*IL TUO OBIETTIVO:* Ricopia senza alcuna modifica il passo del brano sulle emozioni dei bambini che va da "Quindi se vi" fino a "non sono innamorate." compreso.

*ESTRATTO DEL DOCUMENTO:*
((

Quindi se vi chiedete: “Come faccio a capire dove è ferma la mia pancia?”, date per scontato che un bel pezzo è fermo a diciassette anni di età per il motivo che ho appena detto.
Poi in consultorio, da come le donne piangono si capisce il livello di pancia, prima ancora che comincino a parlare; ci son donne che piangono come neonati, donne che piangono come bambini con i singhiozzi, donne che piangono come ragazzine, è un test abbastanza attendibile.
Questo vale anche per le donne che piangono quando fanno l’amore: non sono innamorate.
Facciamo anche un altro esempio che merita una premessa.
Quando succede qualcosa di grave a noi, per esempio un incidente, continuiamo a raccontare quello che ci è capitato perché raccontandolo ci liberiamo la pancia di quello che abbiamo provato, emozioni, paure ecc.; infatti diciamo “mi sono sfogata”; chissà perché ai bambini non riconosciamo questo bisogno, questo diritto, se succede qualcosa di grave a un bambino, la cosa più grave è che muoia un genitore, gli adulti come si comportano? “Taci che sta arrivando il bambino”, cioè nessuno parla a quel bambino lì, invece il bambino avrebbe bisogno di una persona adulta che gli dicesse: “Vieni qui, scrivi quello che hai dentro, disegnalo, urlalo, butta per aria qualcosa ma tira fuori quello che c’è in te!", altrimenti la pancia e le emozioni si bloccano lì.
Un signore mi diceva: “Io ho perso il mio papà a sette anni, venivano le donne a consolare la mia mamma, quando andavano via, pacche sulla mia spalluccia e mi dicevano “Mi raccomando fai il bravo ometto, stai vicino alla tua mamma!”. Questa è una crudeltà, forse non avete ancora ben messo a fuoco la crudeltà di una frase del genere detta a un bambino. La mamma poteva piangere e disperarsi, lui a sette anni doveva fare l’ometto e ha fatto talmente bene l’ometto che quando è arrivato da me con sua moglie gli ho detto: “Guardi che lei è una persona miracolata se si è sposato perché uscire da una mamma così non è mica facile.” Infatti questo uomo, da ragazzo, gli piaceva andare a fare la sua partita di calcio; tutte le domeniche pomeriggio si preparava con la sua sacca e tutte le domeniche pomeriggio, mentre stava uscendo, la mamma era seduta sul divano che piangeva e lui stava lì a far compagnia alla sua mamma: queste sono le fregature di una mamma. Quindi che sia riuscito a sposarsi era già un miracolo: figlio unico di madre vedova!
Sapete qual è la cosa più importante nell’educazione di un bambino? Vi stupirà ma è aiutare il bambino a tirar fuori la rabbia che noi gli accumuliamo dentro perché noi siamo tremendi con i bambini: "E stai fermo!", "E stai zitto!", "E ti sei bagnato!", "E mi fai tribolare!", "E guarda come sei disordinato!". Tutto il giorno noi facciamo così e non ce ne accorgiamo. Dovrebbero filmarci; noi non sopporteremo alle spalle una persona così tutto il santo giorno, però con i nostri bambini ci permettiamo di farlo, e questo tormento osiamo chiamarlo educazione? Ma si chiama tormento!

))

*DATI FORNITI:*
((

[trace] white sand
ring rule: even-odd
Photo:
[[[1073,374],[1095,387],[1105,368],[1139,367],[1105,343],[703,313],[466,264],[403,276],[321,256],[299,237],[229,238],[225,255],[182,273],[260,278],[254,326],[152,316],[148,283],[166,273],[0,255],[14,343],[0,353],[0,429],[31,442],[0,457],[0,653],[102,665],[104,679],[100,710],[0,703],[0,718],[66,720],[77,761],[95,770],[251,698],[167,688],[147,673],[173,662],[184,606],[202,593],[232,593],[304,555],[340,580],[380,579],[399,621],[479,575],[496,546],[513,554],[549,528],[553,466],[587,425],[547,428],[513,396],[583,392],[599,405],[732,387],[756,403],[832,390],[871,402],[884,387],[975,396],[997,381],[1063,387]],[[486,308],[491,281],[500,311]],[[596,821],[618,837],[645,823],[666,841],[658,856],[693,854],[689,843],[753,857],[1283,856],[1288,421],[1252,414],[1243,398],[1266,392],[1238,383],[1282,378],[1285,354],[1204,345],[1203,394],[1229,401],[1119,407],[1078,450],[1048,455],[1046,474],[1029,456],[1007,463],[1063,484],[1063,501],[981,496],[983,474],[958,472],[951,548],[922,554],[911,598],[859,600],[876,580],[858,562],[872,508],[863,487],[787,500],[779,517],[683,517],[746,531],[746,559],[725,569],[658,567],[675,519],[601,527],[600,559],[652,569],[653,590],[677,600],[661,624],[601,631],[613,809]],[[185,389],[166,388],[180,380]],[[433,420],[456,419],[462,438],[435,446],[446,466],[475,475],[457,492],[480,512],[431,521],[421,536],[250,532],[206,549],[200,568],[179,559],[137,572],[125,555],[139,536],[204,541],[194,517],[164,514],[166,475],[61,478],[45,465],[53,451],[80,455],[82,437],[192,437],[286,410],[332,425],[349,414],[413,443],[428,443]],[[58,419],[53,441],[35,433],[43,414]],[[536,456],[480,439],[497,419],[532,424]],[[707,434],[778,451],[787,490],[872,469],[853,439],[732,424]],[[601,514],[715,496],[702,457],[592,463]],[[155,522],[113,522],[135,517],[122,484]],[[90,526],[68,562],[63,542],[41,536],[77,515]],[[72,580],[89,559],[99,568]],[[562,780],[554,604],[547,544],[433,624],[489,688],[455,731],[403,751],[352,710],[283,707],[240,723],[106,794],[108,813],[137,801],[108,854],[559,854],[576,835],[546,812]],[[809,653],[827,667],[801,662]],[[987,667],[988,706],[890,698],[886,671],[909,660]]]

))

*SOLUZIONE DEL PROBLEMA:*
Quindi se vi chiedete: “Come faccio a capire dove è ferma la mia pancia?”, date per scontato che un bel pezzo è fermo a diciassette anni di età per il motivo che ho appena detto.
Poi in consultorio, da come le donne piangono si capisce il livello di pancia, prima ancora che comincino a parlare; ci son donne che piangono come neonati, donne che piangono come bambini con i singhiozzi, donne che piangono come ragazzine, è un test abbastanza attendibile.
Questo vale anche per le donne che piangono quando fanno l’amore: non sono innamorate.